*** WORKING DATA ***

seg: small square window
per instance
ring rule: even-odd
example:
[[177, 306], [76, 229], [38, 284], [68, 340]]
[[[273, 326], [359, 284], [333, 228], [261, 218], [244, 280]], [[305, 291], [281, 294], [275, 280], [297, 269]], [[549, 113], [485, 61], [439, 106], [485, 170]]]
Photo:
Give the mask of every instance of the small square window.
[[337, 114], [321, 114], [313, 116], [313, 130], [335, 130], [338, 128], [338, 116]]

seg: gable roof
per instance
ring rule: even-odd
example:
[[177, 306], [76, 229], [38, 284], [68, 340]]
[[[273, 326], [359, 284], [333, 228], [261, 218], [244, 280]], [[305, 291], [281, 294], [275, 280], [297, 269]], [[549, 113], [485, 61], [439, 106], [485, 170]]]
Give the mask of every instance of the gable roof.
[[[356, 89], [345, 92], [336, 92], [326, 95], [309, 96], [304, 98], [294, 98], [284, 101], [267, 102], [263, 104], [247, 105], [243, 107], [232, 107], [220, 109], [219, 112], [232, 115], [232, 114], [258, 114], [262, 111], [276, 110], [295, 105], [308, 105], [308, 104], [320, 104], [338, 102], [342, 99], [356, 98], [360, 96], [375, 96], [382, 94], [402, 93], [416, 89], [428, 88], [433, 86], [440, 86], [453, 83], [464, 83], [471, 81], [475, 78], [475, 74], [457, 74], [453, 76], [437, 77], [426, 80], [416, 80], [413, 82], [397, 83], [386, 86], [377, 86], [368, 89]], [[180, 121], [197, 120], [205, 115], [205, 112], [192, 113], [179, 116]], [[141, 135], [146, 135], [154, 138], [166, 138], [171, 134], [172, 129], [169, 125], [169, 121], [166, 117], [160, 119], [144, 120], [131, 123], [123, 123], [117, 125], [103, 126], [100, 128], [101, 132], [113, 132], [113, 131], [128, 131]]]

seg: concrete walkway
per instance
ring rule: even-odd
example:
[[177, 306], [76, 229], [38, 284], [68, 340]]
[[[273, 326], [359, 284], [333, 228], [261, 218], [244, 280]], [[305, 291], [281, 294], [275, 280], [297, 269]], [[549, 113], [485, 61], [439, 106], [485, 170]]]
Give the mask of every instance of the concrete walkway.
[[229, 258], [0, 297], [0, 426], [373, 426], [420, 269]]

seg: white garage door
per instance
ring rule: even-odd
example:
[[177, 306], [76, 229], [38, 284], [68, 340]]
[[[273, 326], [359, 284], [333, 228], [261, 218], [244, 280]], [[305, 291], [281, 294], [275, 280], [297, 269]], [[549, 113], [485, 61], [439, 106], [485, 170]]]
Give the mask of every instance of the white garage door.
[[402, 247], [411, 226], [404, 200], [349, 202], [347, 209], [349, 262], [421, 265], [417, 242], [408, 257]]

*** End of WORKING DATA ***

WORK REQUEST – Would you return the full set of entries, unchanged in every detail?

RESPONSE –
seg: small square window
per instance
ring rule: even-odd
example:
[[177, 306], [76, 229], [38, 284], [68, 340]]
[[[273, 326], [359, 284], [333, 228], [261, 218], [244, 280]], [[305, 291], [281, 294], [275, 280], [297, 269]], [[549, 113], [485, 61], [439, 106], [485, 170]]]
Photo:
Give the mask of every instance of the small square window.
[[337, 114], [321, 114], [313, 116], [313, 130], [335, 130], [338, 128], [338, 116]]

seg: gable roof
per instance
ring rule: even-odd
example:
[[177, 306], [76, 229], [38, 284], [68, 340]]
[[[273, 326], [359, 284], [333, 228], [261, 218], [244, 280]], [[305, 291], [281, 294], [275, 280], [297, 269]], [[549, 113], [485, 61], [439, 106], [485, 170]]]
Give the mask of every instance of the gable roof.
[[[356, 89], [345, 92], [336, 92], [326, 95], [309, 96], [304, 98], [294, 98], [284, 101], [267, 102], [263, 104], [247, 105], [243, 107], [232, 107], [220, 109], [219, 112], [232, 115], [232, 114], [258, 114], [262, 111], [276, 110], [295, 105], [308, 105], [308, 104], [320, 104], [338, 102], [342, 99], [356, 98], [360, 96], [375, 96], [382, 94], [402, 93], [416, 89], [428, 88], [433, 86], [440, 86], [453, 83], [464, 83], [471, 81], [475, 78], [475, 74], [457, 74], [453, 76], [437, 77], [426, 80], [416, 80], [413, 82], [397, 83], [386, 86], [377, 86], [368, 89]], [[180, 121], [197, 120], [205, 115], [205, 112], [192, 113], [179, 116]], [[141, 135], [146, 135], [154, 138], [166, 138], [171, 134], [172, 129], [169, 125], [169, 121], [166, 117], [160, 119], [144, 120], [131, 123], [123, 123], [117, 125], [103, 126], [100, 128], [101, 132], [113, 132], [113, 131], [128, 131]]]

seg: concrete walkway
per instance
ring rule: even-odd
example:
[[177, 306], [76, 229], [38, 284], [68, 340]]
[[[273, 326], [359, 284], [333, 228], [261, 218], [244, 280]], [[305, 291], [281, 294], [275, 280], [297, 269]], [[549, 113], [485, 61], [439, 106], [485, 170]]]
Give the mask of every instance of the concrete walkway.
[[229, 258], [0, 297], [0, 426], [373, 426], [420, 269]]

seg: white garage door
per instance
ring rule: even-odd
example:
[[177, 306], [76, 229], [38, 284], [68, 340]]
[[[273, 326], [359, 284], [333, 228], [261, 218], [244, 280]], [[305, 291], [281, 294], [275, 280], [297, 269]], [[549, 113], [485, 61], [439, 106], [485, 170]]]
Give the mask of every instance of the white garage door.
[[402, 247], [411, 226], [404, 200], [349, 202], [347, 209], [349, 262], [421, 265], [417, 242], [408, 257]]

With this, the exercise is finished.